Exercise set
1. Say whether each statement below agrees with the forum thread on C short-circuit evaluation. Answer yes or no for each, and quote the deciding words of the thread. (a) The person asking the question is doing GPU programming. (b) The reply beginning "Nope" says that evaluating the condition before the 'if' statement would remove the branches. (c) The first suggestion says it costs an additional variable.
2. Transcribe part of the forum thread on C short-circuit evaluation, starting at "SaSW, Willem" and ending at "don't you !".

Passage provided

-- START --

Not sure if it would work, but what about evaluating the condition
outside of the 'if' statement? It has the overhead of allocating an
additional variable.

bool my_condition_is_true = a && b && c;
if (my_condition_is_true) {
/* Do stuff */
}

Best regards,
John D.
 
W

Willem

ImpalerCore wrote:
)> I was wondering if there is a way to avoid the C short circuiting for
)> boolean expressions such as the following:
)>
)> if(a && b && c) {
)> ? ? ?/* Do stuff */
)>
)> }
)>
)> I am currently doing GPU programming and it would be better to evaluate
)> the entire condition, even if a is 0, since branches are slow.
)
) Not sure if it would work, but what about evaluating the condition
) outside of the 'if' statement?
)
) bool my_condition_is_true = a && b && c;
) if (my_condition_is_true) {
) /* Do stuff */
) }

Nope, that would make the exact same branches.
I wouldn't be surprised if it generated exactly the same opcodes, even.


SaSW, Willem
--
Disclaimer: I am in no way responsible for any of the statements
made in the above text. For all I know I might be
drugged or something..
No I'm not paranoid. You all think I'm paranoid, don't you !
#EOT
 
I

ImpalerCore

ImpalerCore wrote:

)> I was wondering if there is a way to avoid the C short circuiting for
)> boolean expressions such as the following:
)>
)> if(a && b && c) {
)> ? ? ?/* Do stuff */
)>
)> }
)>
)> I am currently doing GPU programming and it would be better to evaluate
)> the entire condition, even if a is 0, since branches are slow.
)
) Not sure if it would work, but what about evaluating the condition
) outside of the 'if' statement?
)
) bool my_condition_is_true = a && b && c;
) if (my_condition_is_true) {
)   /* Do stuff */
) }

Nope, that would make the exact same branches.
I wouldn't be surprised if it generated exactly the same opcodes, even.

-- END --

Records provided

-- START --

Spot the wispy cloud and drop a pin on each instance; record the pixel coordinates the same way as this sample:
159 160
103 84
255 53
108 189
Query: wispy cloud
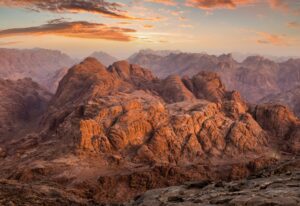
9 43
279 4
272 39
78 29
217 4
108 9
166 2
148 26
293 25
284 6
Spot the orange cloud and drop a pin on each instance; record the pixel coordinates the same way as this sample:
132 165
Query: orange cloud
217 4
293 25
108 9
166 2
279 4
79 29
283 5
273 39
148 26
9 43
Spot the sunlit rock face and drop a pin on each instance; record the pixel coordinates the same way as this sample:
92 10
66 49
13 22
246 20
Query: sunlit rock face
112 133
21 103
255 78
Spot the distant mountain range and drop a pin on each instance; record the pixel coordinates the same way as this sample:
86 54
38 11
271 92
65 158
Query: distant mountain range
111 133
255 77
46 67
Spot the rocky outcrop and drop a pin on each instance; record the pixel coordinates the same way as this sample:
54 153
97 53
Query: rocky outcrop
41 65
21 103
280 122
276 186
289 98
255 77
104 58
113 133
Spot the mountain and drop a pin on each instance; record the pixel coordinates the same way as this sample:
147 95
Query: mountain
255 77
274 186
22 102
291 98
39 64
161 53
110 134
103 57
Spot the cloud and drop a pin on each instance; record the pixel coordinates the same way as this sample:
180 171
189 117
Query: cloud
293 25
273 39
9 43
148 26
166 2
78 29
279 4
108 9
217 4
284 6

-- END --
-- START --

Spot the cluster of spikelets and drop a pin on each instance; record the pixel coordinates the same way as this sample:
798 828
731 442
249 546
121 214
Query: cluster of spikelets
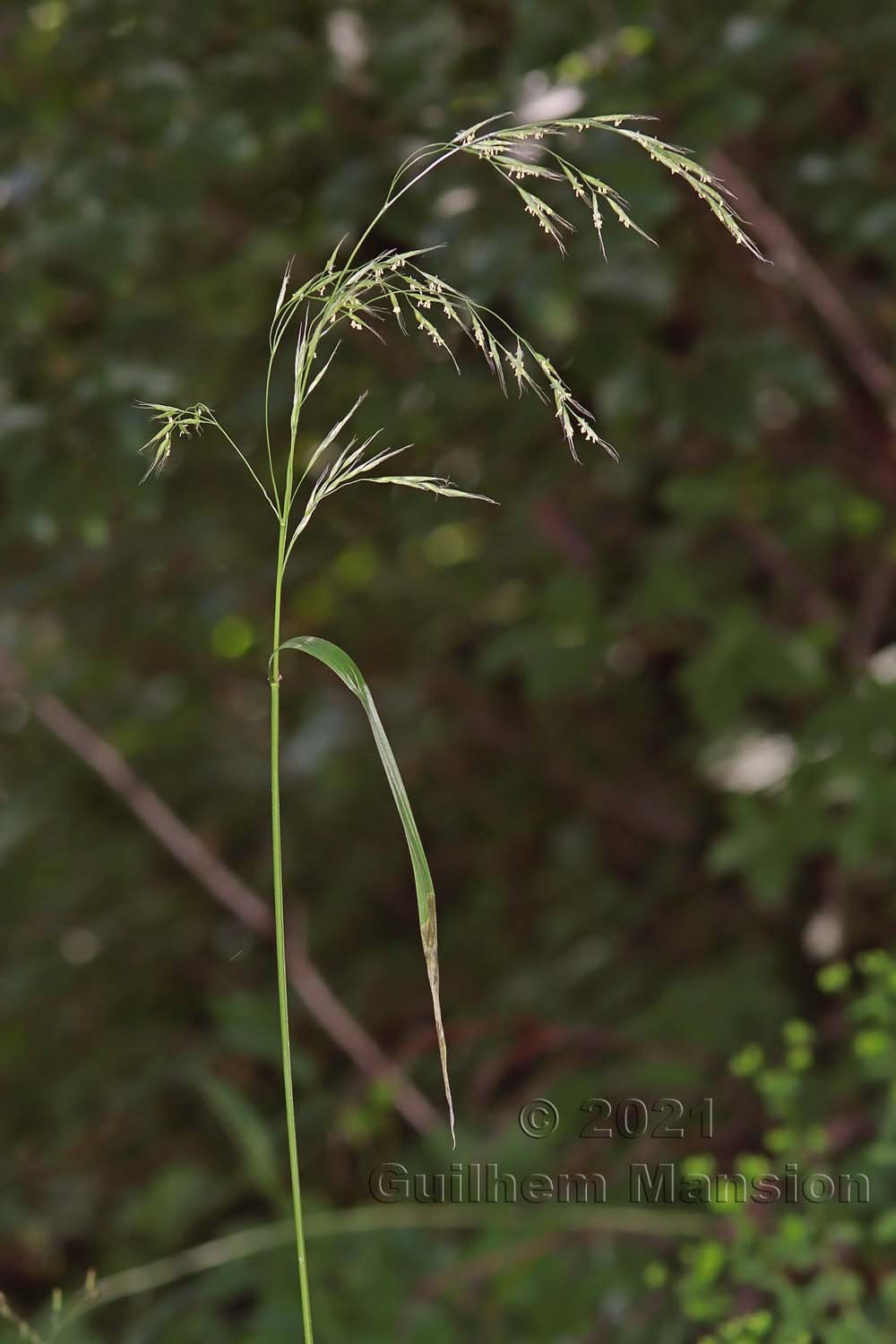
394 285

-- END --
-- START --

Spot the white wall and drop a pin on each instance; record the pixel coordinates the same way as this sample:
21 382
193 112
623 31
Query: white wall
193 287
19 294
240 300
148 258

-- END --

Results of the tasks
1.
(a) Yes: "I am currently doing GPU programming"
(b) No: "Nope, that would make the exact same branches."
(c) Yes: "It has the overhead of allocating an additional variable."

2.
SaSW, Willem
--
Disclaimer: I am in no way responsible for any of the statements
made in the above text. For all I know I might be
drugged or something..
No I'm not paranoid. You all think I'm paranoid, don't you !